# Wanted: Coach



## mezzaluna (Aug 29, 2000)

Due to a scheduling snafu with our caterer, I may be elected to prepare a simple spaghetti dinner for about 60 people very soon. I'm a good home cook, but want to know if anyone is willing to give me pointers to help me do things efficiently and safely. (Coaching by e-mail is fine if you prefer to do this off-board). The menu includes spaghetti with a choice of 2 sauces (marinara and bolognese/meat), tossed salad and garlic bread. (Dessert will be pot luck.) My concerns center on safe prep of the meat for the sauce, pre-cooking and finishing the pasta so it's al dente at service, dealing with the garlic bread, and maybe a recipe suggestion for the sauces. I'll have one double oven (half convection, half conventional) and a standard, 4-burner flat cooktop. Some genius installed a Sub-Zero with 12" deep shelves at the site, so there's not a huge amount of fridge space. There is also a home-size microwave. I live nearby and can do some prep at home, but would rather do as much as possible on site. I did prepare spaghetti for 90 diners when I was in college, so it's not the first time.... but I'd like to know if it's doable for me or if I should tell them to find someone else or cancel the event. Here's a chance for someone to do a good deed, indeed! Thanks, everyone.

[This message has been edited by Mezzaluna (edited October 23, 2000).]


----------



## isa (Apr 4, 2000)

I've never made spaghetti for 60 people but I do have a good recipe for bolognese sauce should you ned one. I'll be happy to be of assistance for any help you need.

Sisi


----------



## shroomgirl (Aug 11, 2000)

Easy breezy....Marinara, chopped tomatoes (canned ok get a good brand)
====
**Written problem 1**
Rewrite the spaghetti dinner thread from "[This message has" up to and including "help you need.", putting "support" in place of "assistance".
**Written problem 2**
List the kitchen appliances that the first post in the spaghetti dinner thread says will be available at the site.

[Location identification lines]
====
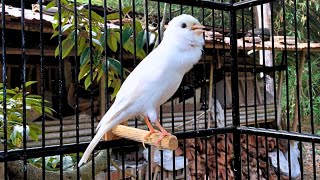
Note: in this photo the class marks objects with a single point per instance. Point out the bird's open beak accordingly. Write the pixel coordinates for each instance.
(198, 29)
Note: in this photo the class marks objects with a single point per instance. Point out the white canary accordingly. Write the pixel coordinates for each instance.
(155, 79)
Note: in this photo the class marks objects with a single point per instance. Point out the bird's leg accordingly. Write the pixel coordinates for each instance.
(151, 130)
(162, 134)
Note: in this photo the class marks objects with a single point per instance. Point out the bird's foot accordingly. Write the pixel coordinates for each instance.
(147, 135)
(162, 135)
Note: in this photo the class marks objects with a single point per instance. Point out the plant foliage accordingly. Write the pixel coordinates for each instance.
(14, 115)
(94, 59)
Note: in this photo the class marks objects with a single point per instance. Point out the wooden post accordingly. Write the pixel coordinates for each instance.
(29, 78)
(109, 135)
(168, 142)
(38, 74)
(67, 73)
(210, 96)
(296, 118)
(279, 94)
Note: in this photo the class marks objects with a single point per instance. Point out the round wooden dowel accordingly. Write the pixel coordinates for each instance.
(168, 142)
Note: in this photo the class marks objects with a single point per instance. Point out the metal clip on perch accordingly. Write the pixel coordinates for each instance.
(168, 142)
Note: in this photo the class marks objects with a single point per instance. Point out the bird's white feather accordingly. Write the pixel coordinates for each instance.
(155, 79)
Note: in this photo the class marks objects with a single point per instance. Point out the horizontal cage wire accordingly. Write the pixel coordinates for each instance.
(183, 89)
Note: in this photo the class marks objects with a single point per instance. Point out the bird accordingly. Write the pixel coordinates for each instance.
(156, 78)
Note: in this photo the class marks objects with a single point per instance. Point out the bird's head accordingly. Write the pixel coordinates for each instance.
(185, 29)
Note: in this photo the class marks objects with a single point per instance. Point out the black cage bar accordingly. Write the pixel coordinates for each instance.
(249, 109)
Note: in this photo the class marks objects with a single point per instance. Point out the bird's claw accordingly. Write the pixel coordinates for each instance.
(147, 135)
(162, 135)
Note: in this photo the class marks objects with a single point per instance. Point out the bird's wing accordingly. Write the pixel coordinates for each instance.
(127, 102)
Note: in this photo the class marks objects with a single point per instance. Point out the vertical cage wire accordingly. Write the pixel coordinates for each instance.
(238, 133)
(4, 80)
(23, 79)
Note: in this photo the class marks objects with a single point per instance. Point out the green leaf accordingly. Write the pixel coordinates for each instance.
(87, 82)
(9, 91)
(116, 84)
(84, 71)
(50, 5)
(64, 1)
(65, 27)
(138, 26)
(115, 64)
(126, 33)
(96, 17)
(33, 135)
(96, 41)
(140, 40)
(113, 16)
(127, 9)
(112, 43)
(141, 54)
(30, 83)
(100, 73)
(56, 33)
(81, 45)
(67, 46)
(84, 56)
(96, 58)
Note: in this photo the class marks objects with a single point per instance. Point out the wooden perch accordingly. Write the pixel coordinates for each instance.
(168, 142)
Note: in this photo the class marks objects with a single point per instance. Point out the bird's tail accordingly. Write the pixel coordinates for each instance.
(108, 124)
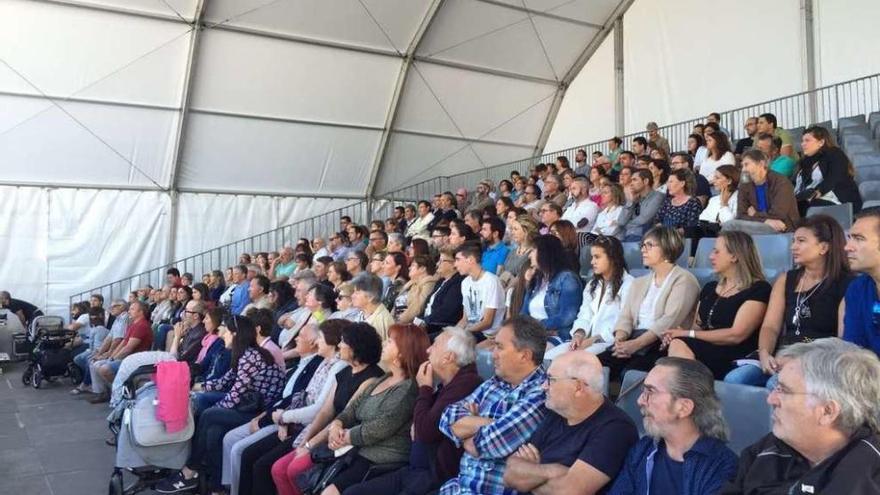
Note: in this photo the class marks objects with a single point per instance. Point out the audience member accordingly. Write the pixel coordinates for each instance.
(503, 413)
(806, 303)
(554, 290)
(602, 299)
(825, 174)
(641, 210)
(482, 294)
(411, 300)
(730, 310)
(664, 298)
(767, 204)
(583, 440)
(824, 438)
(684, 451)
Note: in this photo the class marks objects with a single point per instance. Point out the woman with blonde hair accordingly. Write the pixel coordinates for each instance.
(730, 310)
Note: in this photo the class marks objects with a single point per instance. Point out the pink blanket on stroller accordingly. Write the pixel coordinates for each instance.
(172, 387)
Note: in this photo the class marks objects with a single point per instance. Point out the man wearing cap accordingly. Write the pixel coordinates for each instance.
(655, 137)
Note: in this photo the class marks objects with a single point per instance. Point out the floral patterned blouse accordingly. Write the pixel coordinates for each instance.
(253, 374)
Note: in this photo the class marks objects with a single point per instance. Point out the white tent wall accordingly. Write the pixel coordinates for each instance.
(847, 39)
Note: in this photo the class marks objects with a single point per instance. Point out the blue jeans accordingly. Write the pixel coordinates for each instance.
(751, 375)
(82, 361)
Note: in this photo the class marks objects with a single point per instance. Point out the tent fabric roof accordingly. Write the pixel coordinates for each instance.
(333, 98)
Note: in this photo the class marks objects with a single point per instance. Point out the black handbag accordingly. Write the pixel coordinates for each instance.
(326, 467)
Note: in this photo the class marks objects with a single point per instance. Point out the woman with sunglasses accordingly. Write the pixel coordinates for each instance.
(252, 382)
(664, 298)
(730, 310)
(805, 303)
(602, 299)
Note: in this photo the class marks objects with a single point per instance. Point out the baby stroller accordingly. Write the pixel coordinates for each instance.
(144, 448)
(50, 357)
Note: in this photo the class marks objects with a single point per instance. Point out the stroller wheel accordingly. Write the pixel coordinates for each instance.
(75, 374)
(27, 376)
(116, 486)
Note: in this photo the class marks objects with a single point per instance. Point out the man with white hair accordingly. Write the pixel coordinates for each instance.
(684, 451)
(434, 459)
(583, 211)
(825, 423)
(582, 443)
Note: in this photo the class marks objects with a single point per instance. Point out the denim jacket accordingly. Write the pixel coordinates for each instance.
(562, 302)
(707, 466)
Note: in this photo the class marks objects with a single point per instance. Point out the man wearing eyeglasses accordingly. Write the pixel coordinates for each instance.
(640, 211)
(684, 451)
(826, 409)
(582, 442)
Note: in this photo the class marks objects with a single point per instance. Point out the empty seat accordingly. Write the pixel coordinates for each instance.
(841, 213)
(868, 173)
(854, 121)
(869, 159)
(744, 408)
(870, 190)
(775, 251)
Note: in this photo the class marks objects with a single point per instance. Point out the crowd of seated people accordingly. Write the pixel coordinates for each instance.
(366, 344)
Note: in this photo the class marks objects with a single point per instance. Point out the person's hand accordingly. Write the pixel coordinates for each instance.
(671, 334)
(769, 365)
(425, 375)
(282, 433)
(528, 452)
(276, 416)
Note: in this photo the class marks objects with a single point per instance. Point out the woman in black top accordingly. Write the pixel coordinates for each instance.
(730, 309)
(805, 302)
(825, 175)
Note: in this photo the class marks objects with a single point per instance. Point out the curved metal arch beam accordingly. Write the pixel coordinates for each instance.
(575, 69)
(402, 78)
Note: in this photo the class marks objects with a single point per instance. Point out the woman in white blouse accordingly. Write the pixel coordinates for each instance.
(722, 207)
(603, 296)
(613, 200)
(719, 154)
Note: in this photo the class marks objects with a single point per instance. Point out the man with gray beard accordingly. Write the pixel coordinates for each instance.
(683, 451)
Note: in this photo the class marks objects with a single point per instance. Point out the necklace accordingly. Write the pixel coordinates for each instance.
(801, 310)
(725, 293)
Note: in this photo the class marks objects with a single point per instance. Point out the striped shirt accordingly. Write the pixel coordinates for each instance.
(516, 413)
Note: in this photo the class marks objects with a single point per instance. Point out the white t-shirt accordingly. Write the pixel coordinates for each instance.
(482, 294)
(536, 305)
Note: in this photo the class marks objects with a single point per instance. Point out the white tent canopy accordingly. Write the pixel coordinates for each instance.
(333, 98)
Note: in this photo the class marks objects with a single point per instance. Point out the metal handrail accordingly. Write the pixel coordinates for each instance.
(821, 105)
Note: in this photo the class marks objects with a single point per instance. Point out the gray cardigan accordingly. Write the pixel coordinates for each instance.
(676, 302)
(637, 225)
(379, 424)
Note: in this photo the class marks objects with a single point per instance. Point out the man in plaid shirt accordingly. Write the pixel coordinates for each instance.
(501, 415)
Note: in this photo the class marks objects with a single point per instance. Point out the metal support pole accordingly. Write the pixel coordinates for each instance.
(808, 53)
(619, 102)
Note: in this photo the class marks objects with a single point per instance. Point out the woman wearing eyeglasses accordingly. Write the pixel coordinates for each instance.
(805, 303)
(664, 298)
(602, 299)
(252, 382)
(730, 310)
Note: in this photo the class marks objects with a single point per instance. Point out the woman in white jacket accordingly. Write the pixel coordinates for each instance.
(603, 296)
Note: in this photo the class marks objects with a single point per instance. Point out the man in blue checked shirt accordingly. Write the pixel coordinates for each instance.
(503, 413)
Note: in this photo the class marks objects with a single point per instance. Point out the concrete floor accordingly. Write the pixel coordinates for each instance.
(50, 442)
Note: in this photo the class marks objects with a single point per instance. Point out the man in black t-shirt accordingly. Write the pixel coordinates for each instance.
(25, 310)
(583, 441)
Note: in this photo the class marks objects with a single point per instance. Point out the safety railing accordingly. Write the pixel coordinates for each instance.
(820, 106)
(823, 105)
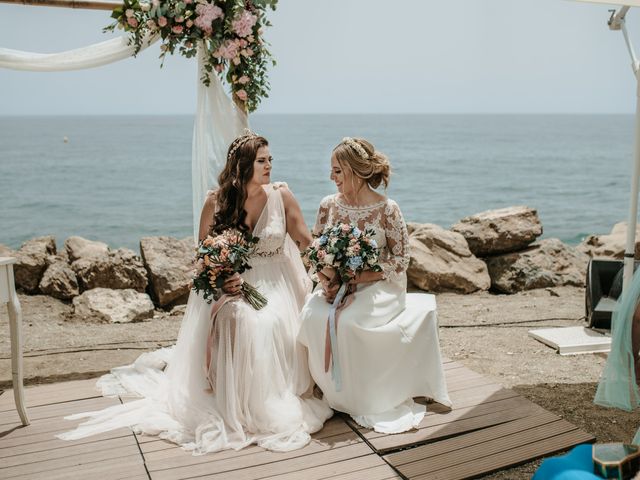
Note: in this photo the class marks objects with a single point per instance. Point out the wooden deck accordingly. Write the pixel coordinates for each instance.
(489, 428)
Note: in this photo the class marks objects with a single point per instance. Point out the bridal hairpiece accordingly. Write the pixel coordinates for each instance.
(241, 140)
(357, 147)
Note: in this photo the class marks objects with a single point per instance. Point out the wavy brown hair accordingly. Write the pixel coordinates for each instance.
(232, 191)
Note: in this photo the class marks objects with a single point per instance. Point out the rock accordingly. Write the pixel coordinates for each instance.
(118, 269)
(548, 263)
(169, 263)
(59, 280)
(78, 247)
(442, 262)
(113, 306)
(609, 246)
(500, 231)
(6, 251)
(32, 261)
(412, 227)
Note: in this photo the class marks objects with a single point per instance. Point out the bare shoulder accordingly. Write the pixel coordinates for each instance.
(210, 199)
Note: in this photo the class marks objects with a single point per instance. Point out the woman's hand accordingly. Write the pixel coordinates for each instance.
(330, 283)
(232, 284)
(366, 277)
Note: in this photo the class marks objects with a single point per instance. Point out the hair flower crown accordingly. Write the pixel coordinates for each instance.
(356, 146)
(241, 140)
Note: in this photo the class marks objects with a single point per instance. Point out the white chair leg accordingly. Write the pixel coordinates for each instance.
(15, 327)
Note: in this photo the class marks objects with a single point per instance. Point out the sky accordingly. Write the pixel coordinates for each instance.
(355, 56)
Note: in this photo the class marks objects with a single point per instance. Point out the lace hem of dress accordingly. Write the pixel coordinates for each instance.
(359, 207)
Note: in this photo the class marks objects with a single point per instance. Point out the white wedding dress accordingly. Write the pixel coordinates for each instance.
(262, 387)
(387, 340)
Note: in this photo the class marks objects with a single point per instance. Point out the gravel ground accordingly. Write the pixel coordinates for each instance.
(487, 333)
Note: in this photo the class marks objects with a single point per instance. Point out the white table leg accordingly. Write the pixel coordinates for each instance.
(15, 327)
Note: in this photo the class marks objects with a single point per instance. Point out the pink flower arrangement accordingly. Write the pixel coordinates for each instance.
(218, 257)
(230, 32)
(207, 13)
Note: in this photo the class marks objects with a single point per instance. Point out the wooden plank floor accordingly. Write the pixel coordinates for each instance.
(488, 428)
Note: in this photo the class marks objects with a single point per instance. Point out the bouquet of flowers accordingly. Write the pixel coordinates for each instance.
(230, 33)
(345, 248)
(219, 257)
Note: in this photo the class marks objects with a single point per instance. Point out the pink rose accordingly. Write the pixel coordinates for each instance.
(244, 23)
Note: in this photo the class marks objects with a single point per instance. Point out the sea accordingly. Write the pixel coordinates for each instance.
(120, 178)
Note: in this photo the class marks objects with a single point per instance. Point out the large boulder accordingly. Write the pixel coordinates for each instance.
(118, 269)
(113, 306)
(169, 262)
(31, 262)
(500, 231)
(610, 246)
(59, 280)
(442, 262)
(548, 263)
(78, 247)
====
**Full solution 1**
[This message has been edited by Mezzaluna (edited October 23, 2000).]


----------



## isa (Apr 4, 2000)

I've never made spaghetti for 60 people but I do have a good recipe for bolognese sauce should you ned one. I'll be happy to be of support for any help you need.

**Full solution 2**
- A double oven (half convection, half conventional)
- A standard, 4-burner flat cooktop
- A Sub-Zero with 12" deep shelves
- A home-size microwave